▶ Given problem
Write out the data below as a numbered list, one line per entry, skipping blank lines and leaving out the pictures.

Start Dataset records

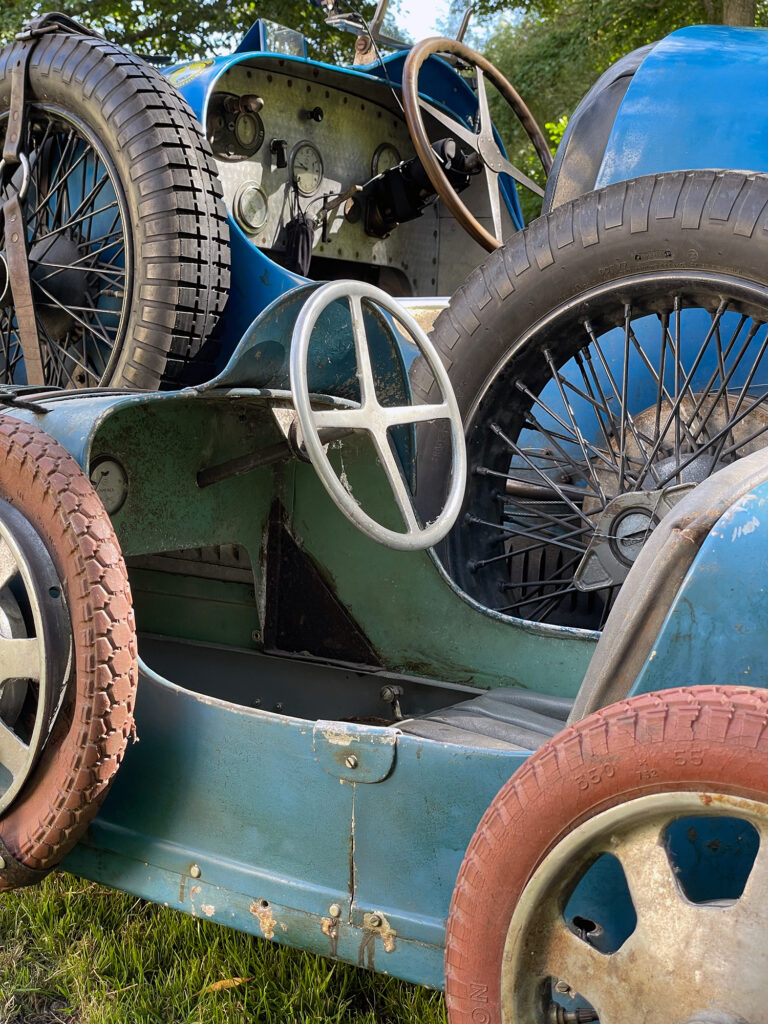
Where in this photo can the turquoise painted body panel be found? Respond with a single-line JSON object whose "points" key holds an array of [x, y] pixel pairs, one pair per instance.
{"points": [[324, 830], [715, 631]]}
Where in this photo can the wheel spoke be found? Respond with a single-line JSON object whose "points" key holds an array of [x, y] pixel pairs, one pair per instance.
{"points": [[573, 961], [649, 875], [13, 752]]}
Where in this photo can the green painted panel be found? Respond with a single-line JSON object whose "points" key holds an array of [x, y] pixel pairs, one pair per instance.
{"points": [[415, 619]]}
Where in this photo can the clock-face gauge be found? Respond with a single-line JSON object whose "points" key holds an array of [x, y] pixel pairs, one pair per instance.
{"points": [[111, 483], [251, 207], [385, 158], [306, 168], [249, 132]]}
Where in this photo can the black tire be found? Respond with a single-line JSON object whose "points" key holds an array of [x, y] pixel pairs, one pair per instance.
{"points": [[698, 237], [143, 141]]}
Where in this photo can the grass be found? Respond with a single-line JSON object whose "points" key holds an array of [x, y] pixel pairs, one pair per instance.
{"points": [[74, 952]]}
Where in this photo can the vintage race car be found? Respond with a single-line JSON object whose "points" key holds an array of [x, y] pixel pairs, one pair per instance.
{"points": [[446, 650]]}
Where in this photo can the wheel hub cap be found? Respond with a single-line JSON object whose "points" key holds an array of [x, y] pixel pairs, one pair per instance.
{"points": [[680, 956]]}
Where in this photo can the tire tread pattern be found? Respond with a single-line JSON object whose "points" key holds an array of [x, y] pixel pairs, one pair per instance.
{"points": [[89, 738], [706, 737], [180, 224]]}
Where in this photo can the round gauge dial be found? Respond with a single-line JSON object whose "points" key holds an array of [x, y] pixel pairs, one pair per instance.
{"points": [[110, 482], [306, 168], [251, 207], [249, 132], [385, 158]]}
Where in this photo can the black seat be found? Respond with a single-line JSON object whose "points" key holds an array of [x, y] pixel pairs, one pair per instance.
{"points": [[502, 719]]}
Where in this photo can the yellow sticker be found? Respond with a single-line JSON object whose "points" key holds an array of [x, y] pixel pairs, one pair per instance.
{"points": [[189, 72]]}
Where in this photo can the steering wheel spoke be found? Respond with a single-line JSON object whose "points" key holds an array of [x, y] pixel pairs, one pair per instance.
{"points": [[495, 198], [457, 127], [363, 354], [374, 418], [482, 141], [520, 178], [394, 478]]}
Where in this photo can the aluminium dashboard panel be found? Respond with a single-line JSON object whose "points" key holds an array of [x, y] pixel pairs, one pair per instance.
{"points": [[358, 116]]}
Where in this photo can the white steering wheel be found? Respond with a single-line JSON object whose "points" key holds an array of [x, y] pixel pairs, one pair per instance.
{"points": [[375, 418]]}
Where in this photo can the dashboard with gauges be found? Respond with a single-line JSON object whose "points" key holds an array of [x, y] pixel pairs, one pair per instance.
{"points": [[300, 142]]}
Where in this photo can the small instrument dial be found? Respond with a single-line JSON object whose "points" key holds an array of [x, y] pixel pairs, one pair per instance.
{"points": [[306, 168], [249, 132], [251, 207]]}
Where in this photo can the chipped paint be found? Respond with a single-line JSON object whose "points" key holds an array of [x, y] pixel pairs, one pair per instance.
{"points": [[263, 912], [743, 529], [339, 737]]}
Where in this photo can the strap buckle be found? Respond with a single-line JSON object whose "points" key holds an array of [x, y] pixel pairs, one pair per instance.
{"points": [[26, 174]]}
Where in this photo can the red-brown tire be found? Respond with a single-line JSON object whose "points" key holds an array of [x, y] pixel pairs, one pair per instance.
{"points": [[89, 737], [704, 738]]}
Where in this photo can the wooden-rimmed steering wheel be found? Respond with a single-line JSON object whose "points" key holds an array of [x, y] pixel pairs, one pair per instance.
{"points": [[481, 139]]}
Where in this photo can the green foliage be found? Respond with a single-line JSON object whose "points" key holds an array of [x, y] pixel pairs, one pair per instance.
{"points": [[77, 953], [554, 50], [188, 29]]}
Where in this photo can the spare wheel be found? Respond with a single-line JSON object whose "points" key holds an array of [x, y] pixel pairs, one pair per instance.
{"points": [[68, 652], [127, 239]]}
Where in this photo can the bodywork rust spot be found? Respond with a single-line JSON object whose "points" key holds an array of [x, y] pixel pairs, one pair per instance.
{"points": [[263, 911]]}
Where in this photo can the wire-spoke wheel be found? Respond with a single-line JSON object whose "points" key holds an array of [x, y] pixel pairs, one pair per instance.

End Dataset records

▶ Result for this exercise
1. Where in this photo can the turquoise painted body panel be found? Respond with a single-line JSON object whose "points" key holds an array of [x, y] pixel pairs, one pair per instance.
2. {"points": [[324, 830], [715, 631]]}
3. Where in this photo can the wheel spoke be found? Respond with a single-line JSON object whose "points" key holds an array of [x, y] pixel pairs, one pair per instance.
4. {"points": [[573, 961], [649, 875], [13, 752]]}
5. Where in this photo can the green painted panel be found? Respond with a single-line JSON object whose "points" key holds an array of [x, y] pixel pairs, one pair per instance.
6. {"points": [[415, 619]]}
7. Where in this photo can the clock-face gauge be found? Respond with a single-line JSON object whose "points" key holds an array of [x, y] pixel pairs, one pair per instance.
8. {"points": [[111, 483], [251, 207], [385, 158], [306, 168], [249, 132]]}
9. Where in this photo can the black tire be found? Respond with a single-line JSON object whose "points" key holds an array of [x, y] pixel pairs, one pair per instance.
10. {"points": [[698, 237], [143, 141]]}
11. Where in this photo can the grass be found? Respond with a single-line JSON object whose "points" key holds an array of [x, y] pixel pairs, one pair per instance.
12. {"points": [[74, 952]]}
13. Where in this photo can the vintage race car be found? Respond with a single-line JSON object whose "points" key holds an array of [x, y] pixel pairs, one pair per instance.
14. {"points": [[446, 650]]}
15. Where in this photo can the wheel hub cap be found? Respond with a single-line JSON object whose "points" key holds an array of [x, y] pixel pairs, one pair per instance.
16. {"points": [[680, 956]]}
17. Where in this photo can the tire tread pattern be found? Respond with a single-line JSON object whose "points" key holds an array of [x, y] pixel pairs, one pair per instance.
18. {"points": [[89, 738], [706, 737], [180, 224]]}
19. Where in this photo can the round gauge dial be found? Respond with a single-line JSON object whose "points" key holds an array of [x, y] pixel pairs, one pair per instance.
20. {"points": [[110, 482], [306, 168], [251, 207], [249, 132], [385, 158]]}
21. Where in this photo can the black seat be found? Respond with a single-line JSON object whose "points" key holds an array of [x, y] pixel pairs, one pair per instance.
22. {"points": [[502, 719]]}
23. Where in this photo can the yellow sticker be found? Respond with a single-line JSON object whose "points" key holds an array of [x, y] pixel pairs, one pair per instance.
24. {"points": [[189, 72]]}
25. Where in this photo can the steering wheel spoke be found? Respond with a single-line JSON object whose "points" key holds an array of [x, y] pixel pairs, one pair per instance.
26. {"points": [[495, 198], [457, 127], [363, 354], [374, 418], [482, 141], [520, 178], [394, 478]]}
27. Where in this photo can the aluminium dashboard panel be found? Respond with a single-line JSON object whose "points" key holds an array of [x, y] pixel pairs, one pair per instance.
28. {"points": [[358, 116]]}
29. Where in this photo can the white steering wheel be found? Respond with a single-line JSON object whose "points" key holds an array of [x, y] pixel pairs, one pair per instance.
30. {"points": [[375, 418]]}
31. Where in this photo can the dashboard with gauges be found? Respond with a single-line JSON object whose "points" key holds an array of [x, y] pixel pairs, one pair per instance.
32. {"points": [[300, 142]]}
33. Where in this photo can the small instrument dial be found? Respond with a single-line JSON object whose "points" key holds an array of [x, y] pixel pairs, one pair per instance.
34. {"points": [[306, 168], [249, 132], [251, 207]]}
35. Where in this photo can the chipped paint be found? Respond with a single-line JSON object whose "points" key holds an array of [x, y] pixel pairs, one pair per instance.
36. {"points": [[263, 912], [743, 529], [339, 737]]}
37. Where in this photo can the strap buckle be found? Respond with a single-line JSON object whose "points" key holds an array of [x, y] pixel pairs, one pair per instance.
38. {"points": [[26, 174]]}
39. Where in this photo can the red-brown tire be found? Respond with a single-line JSON object whose "points" key holds an array of [x, y] pixel pairs, one pair per instance.
40. {"points": [[89, 737], [704, 738]]}
41. Where in this photo can the wooden-rimmed steering wheel be found? Respond with a single-line JSON object whose "points" key holds an array of [x, y] pixel pairs, one pair per instance.
42. {"points": [[481, 139]]}
43. Where in this photo can the green foliage be found? Respond with a single-line JSON object whose "points" key holds an array of [x, y] pixel pairs, one pair per instance.
44. {"points": [[77, 953], [554, 50], [188, 29]]}
45. Where in this photo can the spare wheel be found? Respond with a single-line JSON object whose "points" key holds an array of [x, y] pixel pairs, one pair per instance.
46. {"points": [[68, 652], [127, 239]]}
47. Where in this photo can the bodywork rust spot be found? Respond with a single-line JSON object whose "points" key holds an array of [x, y] pixel pairs, one pair per instance.
48. {"points": [[263, 911]]}
49. Where in this photo can the wire-spoke wheel be found? Respond with a single-line JSON object whose "points" key holds an array of [x, y] pixel pairs, one pair per instance.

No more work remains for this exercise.